Provided information:
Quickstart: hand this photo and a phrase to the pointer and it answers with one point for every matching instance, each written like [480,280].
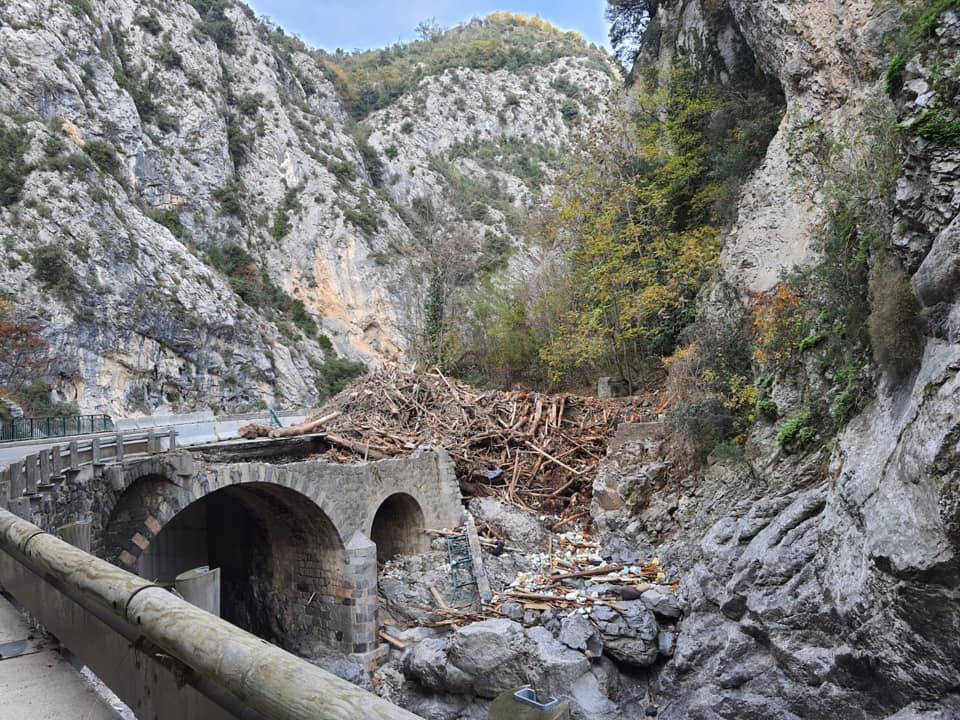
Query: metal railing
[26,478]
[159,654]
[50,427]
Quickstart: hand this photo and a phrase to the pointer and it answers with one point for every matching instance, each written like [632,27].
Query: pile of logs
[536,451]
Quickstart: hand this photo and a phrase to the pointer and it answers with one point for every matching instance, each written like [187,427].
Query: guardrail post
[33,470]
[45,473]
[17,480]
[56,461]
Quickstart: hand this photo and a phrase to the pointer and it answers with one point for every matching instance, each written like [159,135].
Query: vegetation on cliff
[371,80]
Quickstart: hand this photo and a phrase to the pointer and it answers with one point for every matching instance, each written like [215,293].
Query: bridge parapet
--
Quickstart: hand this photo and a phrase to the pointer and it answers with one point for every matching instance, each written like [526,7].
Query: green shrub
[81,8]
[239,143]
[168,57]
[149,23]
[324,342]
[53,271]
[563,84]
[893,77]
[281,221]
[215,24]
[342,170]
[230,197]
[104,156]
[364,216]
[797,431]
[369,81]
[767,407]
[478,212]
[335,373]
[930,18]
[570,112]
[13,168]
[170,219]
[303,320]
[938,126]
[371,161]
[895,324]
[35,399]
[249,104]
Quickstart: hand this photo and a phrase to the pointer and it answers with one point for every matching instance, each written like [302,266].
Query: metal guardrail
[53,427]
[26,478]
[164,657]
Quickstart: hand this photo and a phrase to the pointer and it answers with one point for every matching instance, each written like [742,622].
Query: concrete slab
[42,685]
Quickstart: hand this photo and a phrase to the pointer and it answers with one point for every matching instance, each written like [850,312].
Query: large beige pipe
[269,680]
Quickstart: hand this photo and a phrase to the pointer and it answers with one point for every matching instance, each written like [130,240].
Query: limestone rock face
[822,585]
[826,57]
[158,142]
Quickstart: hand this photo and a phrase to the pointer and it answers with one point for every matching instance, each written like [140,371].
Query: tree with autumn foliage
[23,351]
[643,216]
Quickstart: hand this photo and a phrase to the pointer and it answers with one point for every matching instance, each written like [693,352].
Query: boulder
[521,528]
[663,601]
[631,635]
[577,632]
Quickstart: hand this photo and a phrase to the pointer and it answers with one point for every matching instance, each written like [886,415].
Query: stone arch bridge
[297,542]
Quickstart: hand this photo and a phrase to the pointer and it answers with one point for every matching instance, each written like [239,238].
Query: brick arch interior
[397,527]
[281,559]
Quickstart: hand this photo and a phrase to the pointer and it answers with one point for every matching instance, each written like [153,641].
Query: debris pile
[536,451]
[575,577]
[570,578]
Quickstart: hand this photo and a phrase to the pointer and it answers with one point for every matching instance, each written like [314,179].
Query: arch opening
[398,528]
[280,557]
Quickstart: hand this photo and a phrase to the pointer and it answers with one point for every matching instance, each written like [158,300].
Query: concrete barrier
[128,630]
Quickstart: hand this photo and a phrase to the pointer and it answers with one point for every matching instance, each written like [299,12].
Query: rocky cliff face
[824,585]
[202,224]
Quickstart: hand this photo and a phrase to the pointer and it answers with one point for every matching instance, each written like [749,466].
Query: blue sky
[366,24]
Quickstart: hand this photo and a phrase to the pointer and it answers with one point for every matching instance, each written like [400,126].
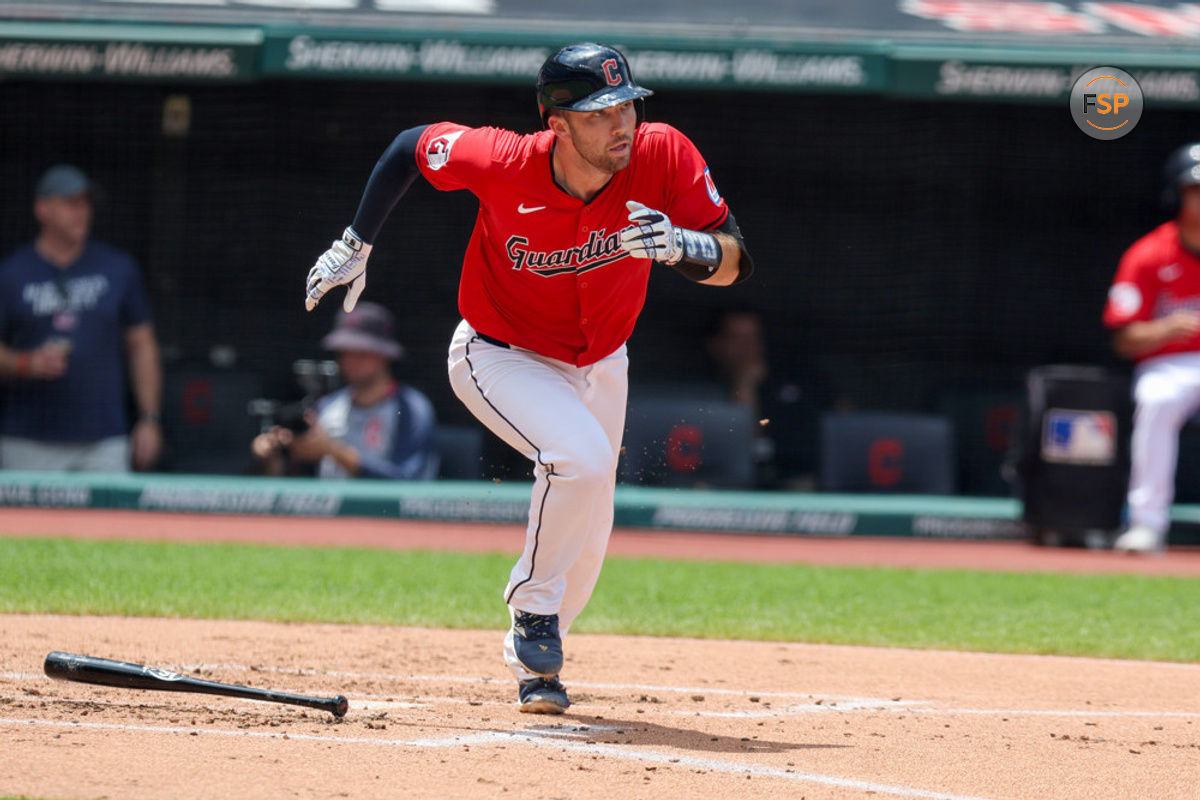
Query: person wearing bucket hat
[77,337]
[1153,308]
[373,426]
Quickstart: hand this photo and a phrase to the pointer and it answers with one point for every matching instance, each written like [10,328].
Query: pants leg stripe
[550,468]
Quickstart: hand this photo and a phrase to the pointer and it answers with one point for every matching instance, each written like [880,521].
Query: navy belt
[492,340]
...
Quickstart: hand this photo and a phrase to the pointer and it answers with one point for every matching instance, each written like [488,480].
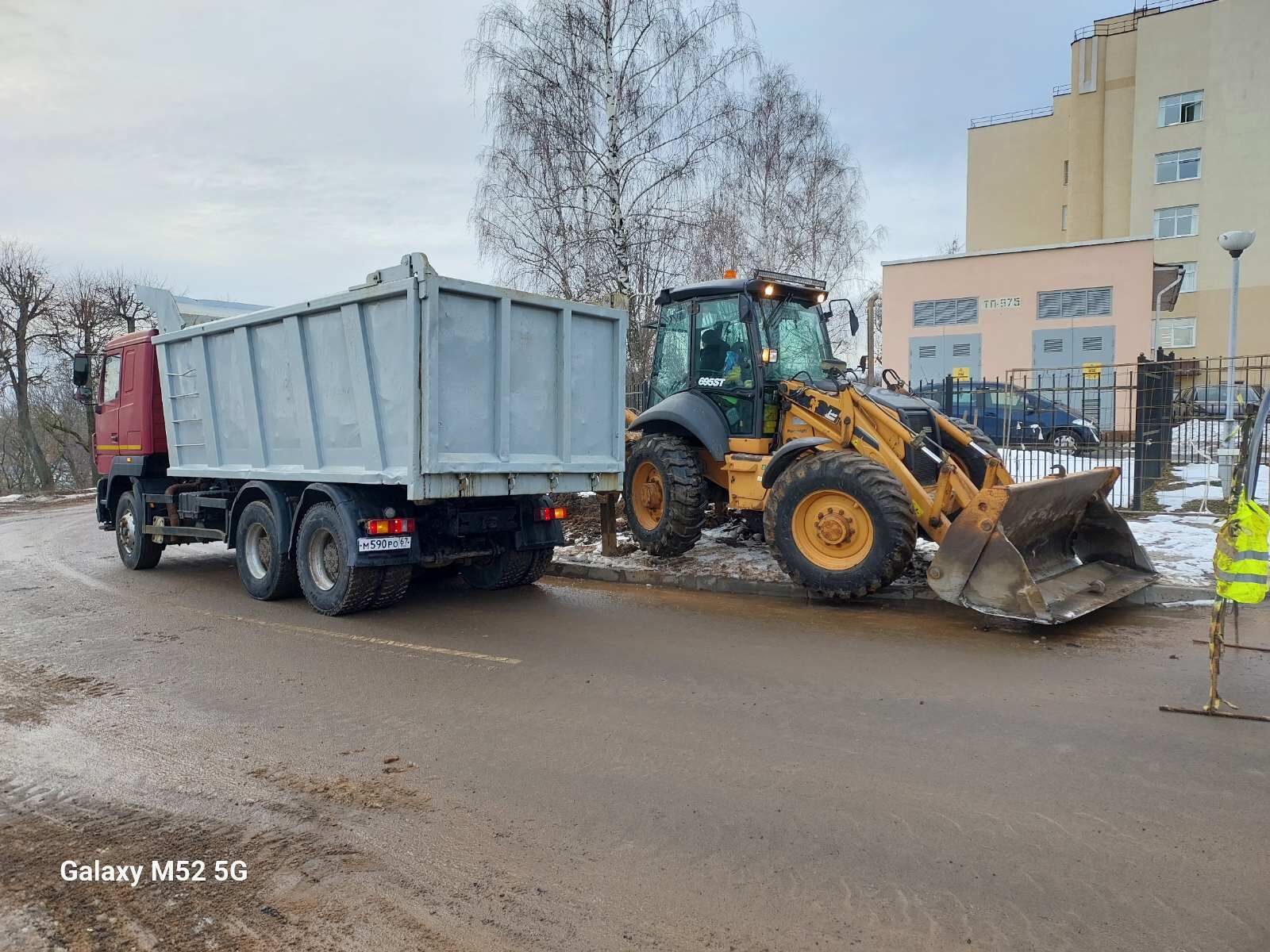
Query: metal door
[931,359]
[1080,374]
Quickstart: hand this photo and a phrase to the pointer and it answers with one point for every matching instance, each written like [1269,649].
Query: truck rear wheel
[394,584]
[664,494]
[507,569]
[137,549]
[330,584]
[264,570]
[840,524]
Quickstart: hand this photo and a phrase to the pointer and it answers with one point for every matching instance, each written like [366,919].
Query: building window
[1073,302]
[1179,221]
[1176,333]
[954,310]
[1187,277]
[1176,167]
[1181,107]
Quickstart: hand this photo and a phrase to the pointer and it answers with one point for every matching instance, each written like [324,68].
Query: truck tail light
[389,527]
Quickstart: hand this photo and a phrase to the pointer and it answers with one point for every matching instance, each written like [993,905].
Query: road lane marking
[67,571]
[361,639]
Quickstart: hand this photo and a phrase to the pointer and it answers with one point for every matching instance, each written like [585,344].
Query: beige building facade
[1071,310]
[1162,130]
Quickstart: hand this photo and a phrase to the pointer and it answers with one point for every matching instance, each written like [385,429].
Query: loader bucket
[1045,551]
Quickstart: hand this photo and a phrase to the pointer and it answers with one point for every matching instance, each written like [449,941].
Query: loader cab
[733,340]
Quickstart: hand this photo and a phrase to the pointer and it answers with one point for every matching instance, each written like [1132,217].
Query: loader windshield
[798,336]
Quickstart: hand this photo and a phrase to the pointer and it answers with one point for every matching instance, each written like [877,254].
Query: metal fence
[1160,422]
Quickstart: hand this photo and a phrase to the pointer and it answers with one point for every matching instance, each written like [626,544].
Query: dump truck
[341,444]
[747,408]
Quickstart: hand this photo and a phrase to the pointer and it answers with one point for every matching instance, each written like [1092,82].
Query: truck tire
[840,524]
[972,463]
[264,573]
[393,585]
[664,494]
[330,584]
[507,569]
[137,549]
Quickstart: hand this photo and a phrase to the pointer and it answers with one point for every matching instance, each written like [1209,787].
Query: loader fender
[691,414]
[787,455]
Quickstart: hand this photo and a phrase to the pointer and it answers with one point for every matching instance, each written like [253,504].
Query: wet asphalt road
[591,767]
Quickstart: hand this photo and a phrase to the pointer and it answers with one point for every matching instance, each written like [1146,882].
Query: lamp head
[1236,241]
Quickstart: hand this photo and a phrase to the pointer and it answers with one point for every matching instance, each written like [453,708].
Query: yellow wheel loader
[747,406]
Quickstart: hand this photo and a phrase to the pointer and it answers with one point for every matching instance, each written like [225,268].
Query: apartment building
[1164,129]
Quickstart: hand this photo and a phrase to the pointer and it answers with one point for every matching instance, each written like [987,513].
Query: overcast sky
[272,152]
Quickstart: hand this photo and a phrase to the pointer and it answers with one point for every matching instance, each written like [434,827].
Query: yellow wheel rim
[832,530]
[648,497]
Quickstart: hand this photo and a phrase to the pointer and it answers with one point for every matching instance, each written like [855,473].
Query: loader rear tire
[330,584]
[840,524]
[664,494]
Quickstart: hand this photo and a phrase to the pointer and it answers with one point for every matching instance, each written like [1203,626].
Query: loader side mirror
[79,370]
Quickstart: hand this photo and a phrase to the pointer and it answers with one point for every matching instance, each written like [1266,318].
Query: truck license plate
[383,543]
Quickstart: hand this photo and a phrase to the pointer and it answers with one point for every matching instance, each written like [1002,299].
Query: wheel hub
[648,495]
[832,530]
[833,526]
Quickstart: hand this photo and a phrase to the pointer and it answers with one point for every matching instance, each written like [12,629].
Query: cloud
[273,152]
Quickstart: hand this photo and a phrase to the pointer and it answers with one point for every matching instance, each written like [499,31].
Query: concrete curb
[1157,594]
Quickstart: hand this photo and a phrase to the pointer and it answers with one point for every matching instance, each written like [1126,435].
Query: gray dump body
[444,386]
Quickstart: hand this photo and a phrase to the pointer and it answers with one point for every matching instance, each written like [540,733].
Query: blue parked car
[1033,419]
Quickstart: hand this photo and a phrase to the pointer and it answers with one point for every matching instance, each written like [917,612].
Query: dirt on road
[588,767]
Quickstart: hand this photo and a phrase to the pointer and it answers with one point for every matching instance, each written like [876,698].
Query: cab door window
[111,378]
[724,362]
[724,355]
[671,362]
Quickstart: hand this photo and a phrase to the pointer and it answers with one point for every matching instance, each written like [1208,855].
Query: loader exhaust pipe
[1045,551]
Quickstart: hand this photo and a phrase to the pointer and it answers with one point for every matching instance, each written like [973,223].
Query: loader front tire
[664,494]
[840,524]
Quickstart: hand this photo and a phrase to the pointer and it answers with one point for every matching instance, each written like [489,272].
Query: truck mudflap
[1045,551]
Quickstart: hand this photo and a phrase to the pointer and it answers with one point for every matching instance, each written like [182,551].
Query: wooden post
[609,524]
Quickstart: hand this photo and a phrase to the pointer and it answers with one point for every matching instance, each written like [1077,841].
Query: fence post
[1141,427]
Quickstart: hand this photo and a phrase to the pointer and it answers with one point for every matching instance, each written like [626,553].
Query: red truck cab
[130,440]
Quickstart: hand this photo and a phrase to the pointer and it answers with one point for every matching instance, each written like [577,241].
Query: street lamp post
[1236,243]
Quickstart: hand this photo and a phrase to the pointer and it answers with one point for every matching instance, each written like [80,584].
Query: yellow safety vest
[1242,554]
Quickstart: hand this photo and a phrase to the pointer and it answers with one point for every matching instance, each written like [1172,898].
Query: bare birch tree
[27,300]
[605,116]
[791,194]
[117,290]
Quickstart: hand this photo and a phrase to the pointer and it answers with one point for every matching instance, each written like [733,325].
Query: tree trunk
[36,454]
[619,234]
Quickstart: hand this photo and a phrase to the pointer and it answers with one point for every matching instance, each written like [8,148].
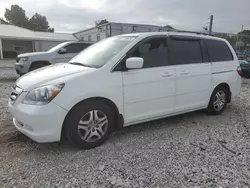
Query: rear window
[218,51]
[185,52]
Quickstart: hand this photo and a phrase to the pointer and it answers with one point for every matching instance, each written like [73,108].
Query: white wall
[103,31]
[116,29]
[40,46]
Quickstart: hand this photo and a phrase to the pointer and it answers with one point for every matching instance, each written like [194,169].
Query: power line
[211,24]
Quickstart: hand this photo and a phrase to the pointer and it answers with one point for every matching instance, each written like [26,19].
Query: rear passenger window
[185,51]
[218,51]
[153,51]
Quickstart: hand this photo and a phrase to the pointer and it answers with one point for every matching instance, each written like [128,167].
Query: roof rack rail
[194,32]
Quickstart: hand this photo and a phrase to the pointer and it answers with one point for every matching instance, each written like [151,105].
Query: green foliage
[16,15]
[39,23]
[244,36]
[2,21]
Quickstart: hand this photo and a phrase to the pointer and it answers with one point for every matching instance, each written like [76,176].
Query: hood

Objective:
Copy out the rows verbatim, starting at the line with "written like [151,105]." and ending with the line with "Query: hood", both of those lines included.

Full answer:
Quickstart: hand this photo and a phrase to the pointer and it answers with one point for every matching instance, each written like [151,105].
Query: green foliage
[16,15]
[39,23]
[244,36]
[2,21]
Quickstart: hand this photo and a phrase to the pointer and it answers with one point for every matching instance, each written like [76,176].
Query: hood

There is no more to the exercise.